━━━━━ PROVIDED DATA ━━━━━
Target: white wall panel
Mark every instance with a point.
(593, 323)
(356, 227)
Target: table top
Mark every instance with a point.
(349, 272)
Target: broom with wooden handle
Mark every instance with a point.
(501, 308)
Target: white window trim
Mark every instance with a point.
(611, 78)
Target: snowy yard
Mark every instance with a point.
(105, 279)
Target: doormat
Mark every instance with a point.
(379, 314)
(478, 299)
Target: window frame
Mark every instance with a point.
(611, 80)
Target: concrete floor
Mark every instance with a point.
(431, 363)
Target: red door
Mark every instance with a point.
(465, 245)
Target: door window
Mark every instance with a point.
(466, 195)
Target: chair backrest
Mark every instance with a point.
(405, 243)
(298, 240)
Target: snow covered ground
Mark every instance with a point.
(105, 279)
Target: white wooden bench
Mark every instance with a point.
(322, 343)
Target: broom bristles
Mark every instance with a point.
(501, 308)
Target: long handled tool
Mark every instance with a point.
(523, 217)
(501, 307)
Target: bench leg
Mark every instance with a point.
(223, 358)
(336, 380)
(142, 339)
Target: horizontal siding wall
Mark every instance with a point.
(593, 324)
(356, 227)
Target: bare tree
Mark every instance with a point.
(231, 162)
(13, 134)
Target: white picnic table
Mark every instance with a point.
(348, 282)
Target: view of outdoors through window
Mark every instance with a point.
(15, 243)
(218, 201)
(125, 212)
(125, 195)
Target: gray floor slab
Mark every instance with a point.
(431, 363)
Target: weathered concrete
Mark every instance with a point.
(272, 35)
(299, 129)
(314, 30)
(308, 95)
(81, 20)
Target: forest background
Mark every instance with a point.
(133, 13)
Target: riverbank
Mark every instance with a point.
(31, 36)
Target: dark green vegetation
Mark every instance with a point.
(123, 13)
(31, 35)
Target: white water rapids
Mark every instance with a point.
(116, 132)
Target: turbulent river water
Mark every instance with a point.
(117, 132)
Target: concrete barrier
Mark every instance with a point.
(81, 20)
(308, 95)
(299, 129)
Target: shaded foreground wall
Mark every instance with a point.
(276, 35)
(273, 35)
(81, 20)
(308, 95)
━━━━━
Return the records unchanged, starting at the line with "Target: broom bristles" and continuing through the last line of the records.

**COMPLETED TASK**
Target: broom bristles
Mark every instance with a point.
(501, 308)
Target: long handled tool
Mark every instance with a point.
(523, 217)
(501, 307)
Target: bench leg
Mark every instance with a point.
(223, 358)
(336, 380)
(142, 339)
Target: horizontal siding wall
Mark every instance with a point.
(593, 324)
(356, 227)
Target: bare tree
Mark every instance with a point.
(231, 162)
(13, 134)
Target: white picnic table
Mark every instance with a point.
(348, 282)
Target: view of outdoors through window
Mark every instance with a point.
(15, 243)
(218, 201)
(125, 212)
(125, 195)
Target: gray floor slab
Mark every instance with a point.
(431, 363)
Target: weathered concrete
Mark every instance with a point.
(272, 35)
(299, 129)
(314, 30)
(308, 95)
(81, 20)
Target: forest background
Mark every instance with a point.
(133, 13)
Target: riverbank
Mark every instance with a point.
(31, 36)
Target: dark green vegetation
Mark every instance with a point.
(123, 13)
(31, 35)
Target: white water rapids
Mark every instance with a point.
(116, 132)
Target: turbulent river water
Mark every instance with a point.
(117, 132)
Target: concrete barrier
Mark every instance with a point.
(81, 20)
(308, 95)
(299, 129)
Target: shaded foreground wall
Mark every instance with a point.
(276, 35)
(273, 35)
(81, 20)
(308, 95)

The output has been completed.